* What is expected
Count how many lines in the items below contain the word "most", and reply with only that number.

* Record list
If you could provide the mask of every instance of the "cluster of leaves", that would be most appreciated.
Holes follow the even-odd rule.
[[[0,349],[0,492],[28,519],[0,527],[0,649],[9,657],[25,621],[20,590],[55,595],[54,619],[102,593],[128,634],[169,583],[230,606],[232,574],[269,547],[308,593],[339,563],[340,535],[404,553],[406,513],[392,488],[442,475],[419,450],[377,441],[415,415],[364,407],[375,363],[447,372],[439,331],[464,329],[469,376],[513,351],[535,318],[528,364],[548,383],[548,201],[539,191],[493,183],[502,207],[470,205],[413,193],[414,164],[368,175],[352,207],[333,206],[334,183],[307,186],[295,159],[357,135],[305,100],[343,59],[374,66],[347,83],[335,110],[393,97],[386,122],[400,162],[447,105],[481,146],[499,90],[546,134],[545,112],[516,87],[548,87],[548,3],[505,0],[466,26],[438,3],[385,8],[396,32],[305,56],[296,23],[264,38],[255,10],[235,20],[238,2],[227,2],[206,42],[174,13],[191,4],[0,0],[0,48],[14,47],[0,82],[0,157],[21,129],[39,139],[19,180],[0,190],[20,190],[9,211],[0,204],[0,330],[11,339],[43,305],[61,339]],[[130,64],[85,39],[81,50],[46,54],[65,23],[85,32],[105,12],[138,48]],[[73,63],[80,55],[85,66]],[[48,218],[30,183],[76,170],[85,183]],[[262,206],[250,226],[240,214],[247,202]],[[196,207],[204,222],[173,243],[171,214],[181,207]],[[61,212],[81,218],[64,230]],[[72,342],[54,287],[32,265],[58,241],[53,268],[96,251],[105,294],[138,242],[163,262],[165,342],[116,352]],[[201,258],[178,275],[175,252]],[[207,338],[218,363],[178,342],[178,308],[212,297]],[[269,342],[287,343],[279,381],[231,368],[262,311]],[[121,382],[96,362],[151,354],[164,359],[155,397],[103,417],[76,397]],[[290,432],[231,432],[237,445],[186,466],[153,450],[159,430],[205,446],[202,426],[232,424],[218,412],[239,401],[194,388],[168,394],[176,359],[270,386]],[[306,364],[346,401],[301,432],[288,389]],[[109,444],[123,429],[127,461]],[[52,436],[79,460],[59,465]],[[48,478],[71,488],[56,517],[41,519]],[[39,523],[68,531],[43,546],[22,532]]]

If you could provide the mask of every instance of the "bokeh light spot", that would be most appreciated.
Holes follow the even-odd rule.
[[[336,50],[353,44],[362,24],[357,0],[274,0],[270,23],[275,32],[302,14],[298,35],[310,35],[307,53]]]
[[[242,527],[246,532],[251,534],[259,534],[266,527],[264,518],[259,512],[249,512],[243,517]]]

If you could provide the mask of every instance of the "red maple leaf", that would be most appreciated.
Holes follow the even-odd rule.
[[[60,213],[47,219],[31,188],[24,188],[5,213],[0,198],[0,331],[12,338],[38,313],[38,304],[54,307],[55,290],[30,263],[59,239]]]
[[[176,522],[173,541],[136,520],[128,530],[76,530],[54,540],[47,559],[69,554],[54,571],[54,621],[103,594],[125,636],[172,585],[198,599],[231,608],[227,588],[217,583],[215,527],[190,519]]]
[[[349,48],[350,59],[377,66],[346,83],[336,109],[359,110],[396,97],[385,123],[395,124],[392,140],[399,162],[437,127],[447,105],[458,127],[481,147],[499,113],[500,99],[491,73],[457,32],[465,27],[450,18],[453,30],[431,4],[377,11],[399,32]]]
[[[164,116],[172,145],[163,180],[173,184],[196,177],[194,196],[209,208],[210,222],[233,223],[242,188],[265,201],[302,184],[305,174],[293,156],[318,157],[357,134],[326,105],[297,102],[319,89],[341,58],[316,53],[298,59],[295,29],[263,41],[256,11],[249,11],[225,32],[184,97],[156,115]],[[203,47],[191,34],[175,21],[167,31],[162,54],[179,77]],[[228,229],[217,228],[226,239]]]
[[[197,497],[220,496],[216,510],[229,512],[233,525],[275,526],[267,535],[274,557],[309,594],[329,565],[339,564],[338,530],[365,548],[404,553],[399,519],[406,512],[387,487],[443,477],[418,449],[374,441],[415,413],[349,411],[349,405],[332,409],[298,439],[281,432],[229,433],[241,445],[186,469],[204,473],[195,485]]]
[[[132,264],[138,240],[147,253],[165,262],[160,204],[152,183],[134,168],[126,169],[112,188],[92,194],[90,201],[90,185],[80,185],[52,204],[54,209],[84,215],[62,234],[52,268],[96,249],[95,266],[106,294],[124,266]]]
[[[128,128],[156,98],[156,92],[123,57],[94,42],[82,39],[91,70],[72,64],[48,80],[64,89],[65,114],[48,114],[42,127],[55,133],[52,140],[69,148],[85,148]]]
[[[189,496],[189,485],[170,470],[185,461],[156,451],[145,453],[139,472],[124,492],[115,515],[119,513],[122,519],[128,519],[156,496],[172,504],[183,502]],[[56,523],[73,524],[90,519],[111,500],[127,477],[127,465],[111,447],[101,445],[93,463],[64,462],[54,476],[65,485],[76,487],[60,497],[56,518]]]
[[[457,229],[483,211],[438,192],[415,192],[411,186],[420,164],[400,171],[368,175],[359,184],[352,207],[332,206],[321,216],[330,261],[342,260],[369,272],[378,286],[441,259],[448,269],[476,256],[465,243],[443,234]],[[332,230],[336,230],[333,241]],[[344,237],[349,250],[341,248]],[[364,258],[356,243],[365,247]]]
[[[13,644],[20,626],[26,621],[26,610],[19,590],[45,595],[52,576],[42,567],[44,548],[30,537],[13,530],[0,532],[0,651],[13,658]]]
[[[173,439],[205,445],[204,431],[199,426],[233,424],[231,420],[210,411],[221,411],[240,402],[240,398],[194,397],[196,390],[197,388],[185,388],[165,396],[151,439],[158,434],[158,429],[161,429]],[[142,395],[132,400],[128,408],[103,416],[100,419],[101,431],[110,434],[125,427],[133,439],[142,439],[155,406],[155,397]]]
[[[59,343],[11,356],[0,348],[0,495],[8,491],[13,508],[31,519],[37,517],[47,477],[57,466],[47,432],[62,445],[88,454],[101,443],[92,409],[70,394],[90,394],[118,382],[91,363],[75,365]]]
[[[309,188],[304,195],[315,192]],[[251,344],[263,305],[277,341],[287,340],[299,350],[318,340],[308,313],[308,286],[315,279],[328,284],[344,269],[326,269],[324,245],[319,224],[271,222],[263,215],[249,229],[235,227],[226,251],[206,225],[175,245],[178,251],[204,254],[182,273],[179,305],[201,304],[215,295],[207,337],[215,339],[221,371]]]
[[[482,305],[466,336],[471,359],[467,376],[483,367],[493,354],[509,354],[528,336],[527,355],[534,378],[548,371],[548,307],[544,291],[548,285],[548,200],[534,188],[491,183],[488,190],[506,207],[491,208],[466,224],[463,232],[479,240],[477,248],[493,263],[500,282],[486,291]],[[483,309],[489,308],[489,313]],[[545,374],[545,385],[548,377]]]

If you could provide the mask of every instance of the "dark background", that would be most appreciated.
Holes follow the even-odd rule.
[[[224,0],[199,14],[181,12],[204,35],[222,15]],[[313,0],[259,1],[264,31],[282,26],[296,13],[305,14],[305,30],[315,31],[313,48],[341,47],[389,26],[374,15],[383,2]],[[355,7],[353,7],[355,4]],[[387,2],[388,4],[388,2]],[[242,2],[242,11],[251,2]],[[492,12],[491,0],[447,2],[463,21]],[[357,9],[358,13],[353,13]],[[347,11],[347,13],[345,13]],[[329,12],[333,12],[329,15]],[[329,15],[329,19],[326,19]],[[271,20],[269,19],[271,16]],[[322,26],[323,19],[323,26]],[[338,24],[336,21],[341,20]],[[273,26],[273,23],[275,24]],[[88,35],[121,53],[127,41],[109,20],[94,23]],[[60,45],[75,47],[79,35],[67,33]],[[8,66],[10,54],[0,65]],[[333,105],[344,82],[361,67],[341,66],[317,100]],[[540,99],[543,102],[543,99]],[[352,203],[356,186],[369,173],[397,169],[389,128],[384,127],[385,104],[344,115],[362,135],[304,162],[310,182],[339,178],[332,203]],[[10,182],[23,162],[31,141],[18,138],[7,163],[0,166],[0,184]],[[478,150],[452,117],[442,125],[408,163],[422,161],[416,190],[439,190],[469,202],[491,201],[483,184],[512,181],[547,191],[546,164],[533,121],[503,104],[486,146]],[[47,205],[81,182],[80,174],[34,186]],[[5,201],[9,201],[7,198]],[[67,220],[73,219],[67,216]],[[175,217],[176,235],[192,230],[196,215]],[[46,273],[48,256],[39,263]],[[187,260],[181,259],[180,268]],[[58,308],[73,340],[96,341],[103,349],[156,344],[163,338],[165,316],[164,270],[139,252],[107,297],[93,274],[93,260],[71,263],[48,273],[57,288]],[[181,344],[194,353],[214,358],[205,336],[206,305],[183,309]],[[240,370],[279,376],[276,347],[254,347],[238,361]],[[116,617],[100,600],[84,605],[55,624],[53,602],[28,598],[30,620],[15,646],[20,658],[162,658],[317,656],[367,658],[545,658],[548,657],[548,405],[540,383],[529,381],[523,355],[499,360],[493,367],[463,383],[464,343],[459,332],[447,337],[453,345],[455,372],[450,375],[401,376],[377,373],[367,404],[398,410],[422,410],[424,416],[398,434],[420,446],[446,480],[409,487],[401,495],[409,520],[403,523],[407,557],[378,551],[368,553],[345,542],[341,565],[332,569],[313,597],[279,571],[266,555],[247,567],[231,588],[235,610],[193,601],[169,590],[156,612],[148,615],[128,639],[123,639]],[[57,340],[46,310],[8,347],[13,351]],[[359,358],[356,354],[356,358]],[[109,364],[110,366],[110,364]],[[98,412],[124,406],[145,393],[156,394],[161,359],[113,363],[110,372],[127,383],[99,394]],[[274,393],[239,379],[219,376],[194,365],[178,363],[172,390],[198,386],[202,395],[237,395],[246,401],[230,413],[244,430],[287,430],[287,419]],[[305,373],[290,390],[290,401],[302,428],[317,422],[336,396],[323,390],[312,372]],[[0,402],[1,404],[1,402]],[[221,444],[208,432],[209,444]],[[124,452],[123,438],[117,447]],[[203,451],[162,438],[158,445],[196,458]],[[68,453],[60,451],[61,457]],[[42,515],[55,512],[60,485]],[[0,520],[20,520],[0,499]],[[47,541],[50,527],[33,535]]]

* Answer
4